Text: Begin
In case of the coronavirus pandemic, finding those who carry the virus and preventing others from coming into contact with them is so far the only effective means of preventing the spread. But here, it is the process of finding that has set off surveillance and privacy alarm bells(REUTERS)
In case of the coronavirus pandemic, finding those who carry the virus and preventing others from coming into contact with them is so far the only effective means of preventing the spread. But here, it is the process of finding that has set off surveillance and privacy alarm bells(REUTERS)

Reflections on surveillance in the middle of a pandemic | Opinion

While it may seem like it’s a worthy trade to sacrifice individual privacy to contain the pandemic, it is decisions taken in the eye of the storm that will ripple outwards, creating situations and precedents for future emergencies
UPDATED ON APR 04, 2020 04:49 PM IST

We live in an age marked by one overarching phenomenon — surveillance. Operationalised through electronics and analysed through algorithms, everyday surveillance of the minutiae of our lives has become the defining feature of our times. The data exhaust from our mundane, everyday lives is collected, collated and analysed; and returned to us in many forms such as recommendations on what else we’d like to buy on shopping apps, the manner in which our social media feeds are ordered, and as activists have found out, even government officials showing up at their doorsteps. Much ink has been spilled in describing the many ways in which such surveillance can be harmful, especially in the hands of private corporations and authoritarian regimes.
Text: End
> _Exercises to complete_
1. Summarize the opinion piece on surveillance in two sentences.
2. According to the opinion piece on surveillance, what single overarching phenomenon marks the age we live in?
3. Update the opinion piece passage starting at "We live in an" and ending at "and authoritarian regimes.", changing "algorithms" to "software".
Supplied records: Begin
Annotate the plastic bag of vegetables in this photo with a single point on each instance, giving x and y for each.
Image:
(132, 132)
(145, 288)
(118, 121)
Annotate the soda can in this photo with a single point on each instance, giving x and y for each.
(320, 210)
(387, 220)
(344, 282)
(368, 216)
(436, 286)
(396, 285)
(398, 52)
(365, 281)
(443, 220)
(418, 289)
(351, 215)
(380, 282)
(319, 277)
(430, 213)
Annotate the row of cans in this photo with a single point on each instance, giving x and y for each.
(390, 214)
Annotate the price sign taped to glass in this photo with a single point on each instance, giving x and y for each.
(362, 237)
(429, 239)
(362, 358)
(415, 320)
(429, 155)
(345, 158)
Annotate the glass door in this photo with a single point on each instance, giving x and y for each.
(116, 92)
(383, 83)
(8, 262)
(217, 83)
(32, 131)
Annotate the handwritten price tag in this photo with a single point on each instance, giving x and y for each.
Supplied records: End
> _Solutions to the problems_
1. Finding virus carriers and keeping others from contact with them is so far the only effective way to stop the coronavirus from spreading, but the process of finding them has set off surveillance and privacy alarm bells. Trading individual privacy to contain the pandemic may seem worthwhile, but decisions taken in the eye of the storm will create precedents for future emergencies in an age defined by everyday surveillance.

2. Surveillance.

3.
We live in an age marked by one overarching phenomenon — surveillance. Operationalised through electronics and analysed through software, everyday surveillance of the minutiae of our lives has become the defining feature of our times. The data exhaust from our mundane, everyday lives is collected, collated and analysed; and returned to us in many forms such as recommendations on what else we’d like to buy on shopping apps, the manner in which our social media feeds are ordered, and as activists have found out, even government officials showing up at their doorsteps. Much ink has been spilled in describing the many ways in which such surveillance can be harmful, especially in the hands of private corporations and authoritarian regimes.